* Begin RECORDS PROVIDED *
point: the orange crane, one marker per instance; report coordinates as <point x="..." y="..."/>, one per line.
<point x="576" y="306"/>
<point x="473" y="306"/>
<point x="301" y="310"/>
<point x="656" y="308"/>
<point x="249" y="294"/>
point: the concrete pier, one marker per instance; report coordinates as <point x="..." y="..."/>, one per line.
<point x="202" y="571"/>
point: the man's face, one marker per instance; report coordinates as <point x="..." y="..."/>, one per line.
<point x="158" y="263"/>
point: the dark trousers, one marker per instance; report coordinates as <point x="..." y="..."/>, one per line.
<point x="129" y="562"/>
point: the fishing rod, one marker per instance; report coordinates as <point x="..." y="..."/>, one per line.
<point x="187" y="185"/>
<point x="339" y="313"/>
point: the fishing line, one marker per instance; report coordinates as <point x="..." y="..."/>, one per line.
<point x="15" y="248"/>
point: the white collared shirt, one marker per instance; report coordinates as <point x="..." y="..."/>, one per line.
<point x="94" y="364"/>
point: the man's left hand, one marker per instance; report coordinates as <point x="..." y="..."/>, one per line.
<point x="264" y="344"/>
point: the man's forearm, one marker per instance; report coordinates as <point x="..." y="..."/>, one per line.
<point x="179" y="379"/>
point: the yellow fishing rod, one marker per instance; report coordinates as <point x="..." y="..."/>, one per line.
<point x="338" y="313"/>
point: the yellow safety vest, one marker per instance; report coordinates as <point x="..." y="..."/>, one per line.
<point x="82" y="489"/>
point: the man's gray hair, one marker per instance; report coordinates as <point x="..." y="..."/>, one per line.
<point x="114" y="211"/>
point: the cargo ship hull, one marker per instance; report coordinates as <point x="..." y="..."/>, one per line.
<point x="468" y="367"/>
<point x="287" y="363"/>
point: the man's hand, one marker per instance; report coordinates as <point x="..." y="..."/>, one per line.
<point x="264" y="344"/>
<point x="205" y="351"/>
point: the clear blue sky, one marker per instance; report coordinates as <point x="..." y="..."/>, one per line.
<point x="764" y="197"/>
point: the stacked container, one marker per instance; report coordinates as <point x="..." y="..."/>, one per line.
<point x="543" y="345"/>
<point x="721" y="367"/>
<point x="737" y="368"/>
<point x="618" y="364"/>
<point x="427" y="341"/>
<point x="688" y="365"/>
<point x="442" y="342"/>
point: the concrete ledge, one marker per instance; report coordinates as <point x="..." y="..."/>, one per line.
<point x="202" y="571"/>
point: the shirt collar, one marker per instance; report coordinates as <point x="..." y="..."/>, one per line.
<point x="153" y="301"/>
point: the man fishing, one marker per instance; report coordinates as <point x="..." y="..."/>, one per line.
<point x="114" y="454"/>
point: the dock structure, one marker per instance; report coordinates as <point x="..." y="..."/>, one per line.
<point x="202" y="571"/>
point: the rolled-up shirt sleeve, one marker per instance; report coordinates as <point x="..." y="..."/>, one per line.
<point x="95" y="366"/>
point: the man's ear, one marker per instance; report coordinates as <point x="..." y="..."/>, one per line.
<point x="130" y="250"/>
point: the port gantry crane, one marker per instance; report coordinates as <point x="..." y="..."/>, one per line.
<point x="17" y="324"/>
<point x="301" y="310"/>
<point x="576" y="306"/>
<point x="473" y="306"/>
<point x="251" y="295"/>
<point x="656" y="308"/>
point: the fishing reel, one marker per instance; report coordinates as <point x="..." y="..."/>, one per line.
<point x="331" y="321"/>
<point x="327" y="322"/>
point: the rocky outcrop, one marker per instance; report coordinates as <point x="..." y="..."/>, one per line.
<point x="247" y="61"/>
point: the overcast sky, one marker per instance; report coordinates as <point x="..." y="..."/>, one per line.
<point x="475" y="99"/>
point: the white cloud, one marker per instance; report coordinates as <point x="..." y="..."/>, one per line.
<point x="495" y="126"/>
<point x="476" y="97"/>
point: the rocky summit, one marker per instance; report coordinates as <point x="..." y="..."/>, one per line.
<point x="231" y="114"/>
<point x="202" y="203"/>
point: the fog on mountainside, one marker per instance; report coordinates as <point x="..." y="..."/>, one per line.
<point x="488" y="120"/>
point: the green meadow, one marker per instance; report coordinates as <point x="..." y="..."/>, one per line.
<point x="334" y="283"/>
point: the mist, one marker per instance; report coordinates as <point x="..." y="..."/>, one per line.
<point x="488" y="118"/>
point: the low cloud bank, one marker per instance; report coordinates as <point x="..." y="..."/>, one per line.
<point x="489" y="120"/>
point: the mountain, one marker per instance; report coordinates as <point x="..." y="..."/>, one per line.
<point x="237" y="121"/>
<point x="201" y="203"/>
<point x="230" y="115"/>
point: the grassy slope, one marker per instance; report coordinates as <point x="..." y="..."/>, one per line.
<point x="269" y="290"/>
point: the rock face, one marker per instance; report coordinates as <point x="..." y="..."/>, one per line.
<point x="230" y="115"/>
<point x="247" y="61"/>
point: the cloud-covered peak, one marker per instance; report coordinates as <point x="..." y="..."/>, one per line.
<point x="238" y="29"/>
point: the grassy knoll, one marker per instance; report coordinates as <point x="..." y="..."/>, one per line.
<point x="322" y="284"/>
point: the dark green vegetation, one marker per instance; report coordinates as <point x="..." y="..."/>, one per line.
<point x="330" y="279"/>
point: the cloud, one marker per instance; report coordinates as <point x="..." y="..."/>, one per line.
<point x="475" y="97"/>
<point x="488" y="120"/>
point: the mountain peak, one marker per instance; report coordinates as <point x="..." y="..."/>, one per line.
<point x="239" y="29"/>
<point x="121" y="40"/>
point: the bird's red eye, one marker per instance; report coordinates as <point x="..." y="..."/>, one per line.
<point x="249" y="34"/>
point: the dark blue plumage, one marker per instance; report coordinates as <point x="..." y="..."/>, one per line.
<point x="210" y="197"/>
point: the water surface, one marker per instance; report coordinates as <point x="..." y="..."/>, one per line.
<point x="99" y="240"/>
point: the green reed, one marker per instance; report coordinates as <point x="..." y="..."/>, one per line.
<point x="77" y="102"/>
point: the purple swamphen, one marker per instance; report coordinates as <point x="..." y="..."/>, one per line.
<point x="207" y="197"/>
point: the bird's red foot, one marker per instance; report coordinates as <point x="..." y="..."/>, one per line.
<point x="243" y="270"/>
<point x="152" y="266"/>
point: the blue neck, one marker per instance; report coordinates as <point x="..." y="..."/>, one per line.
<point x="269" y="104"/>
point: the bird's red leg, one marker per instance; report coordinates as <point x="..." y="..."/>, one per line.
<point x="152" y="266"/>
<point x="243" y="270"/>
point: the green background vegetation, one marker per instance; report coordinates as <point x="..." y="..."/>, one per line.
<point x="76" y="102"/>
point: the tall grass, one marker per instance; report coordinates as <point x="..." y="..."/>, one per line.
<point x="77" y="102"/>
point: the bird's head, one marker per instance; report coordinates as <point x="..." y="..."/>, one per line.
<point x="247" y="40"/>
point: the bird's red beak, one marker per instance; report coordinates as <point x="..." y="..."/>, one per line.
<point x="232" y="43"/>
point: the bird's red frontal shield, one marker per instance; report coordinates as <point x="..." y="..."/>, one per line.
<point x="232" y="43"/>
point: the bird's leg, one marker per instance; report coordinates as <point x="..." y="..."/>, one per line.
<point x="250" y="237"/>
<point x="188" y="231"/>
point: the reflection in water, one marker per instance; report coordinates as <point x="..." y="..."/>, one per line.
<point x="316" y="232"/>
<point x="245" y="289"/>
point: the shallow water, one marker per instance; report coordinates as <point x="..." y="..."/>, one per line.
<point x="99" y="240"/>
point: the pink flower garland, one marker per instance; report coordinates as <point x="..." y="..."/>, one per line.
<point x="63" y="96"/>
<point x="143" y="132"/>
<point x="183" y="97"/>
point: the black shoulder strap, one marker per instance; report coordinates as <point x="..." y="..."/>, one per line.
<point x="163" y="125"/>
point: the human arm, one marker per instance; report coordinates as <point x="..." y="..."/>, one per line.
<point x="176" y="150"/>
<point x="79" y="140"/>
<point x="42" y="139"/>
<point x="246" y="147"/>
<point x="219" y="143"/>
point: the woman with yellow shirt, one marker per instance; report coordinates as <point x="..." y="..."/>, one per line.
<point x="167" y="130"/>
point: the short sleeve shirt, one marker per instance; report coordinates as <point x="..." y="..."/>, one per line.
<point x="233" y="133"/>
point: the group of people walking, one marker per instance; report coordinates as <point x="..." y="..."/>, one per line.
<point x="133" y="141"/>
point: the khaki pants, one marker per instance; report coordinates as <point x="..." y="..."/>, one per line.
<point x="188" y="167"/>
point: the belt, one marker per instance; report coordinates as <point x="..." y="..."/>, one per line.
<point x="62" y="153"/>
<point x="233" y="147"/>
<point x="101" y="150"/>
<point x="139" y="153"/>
* End RECORDS PROVIDED *
## SET PROBLEM
Reproduce word for word every line from the one containing "point: the group" through the last line of the rows, including both of those lines.

## RESPONSE FOR THIS EXERCISE
point: the group of people walking, one marker per instance; report coordinates as <point x="..." y="..."/>, one per line.
<point x="133" y="141"/>
point: the khaki pants, one marker per instance; report coordinates as <point x="..." y="..."/>, one per line.
<point x="188" y="167"/>
point: the belt, one marker per instance; report coordinates as <point x="..." y="..."/>, one per line.
<point x="62" y="153"/>
<point x="233" y="147"/>
<point x="101" y="150"/>
<point x="139" y="153"/>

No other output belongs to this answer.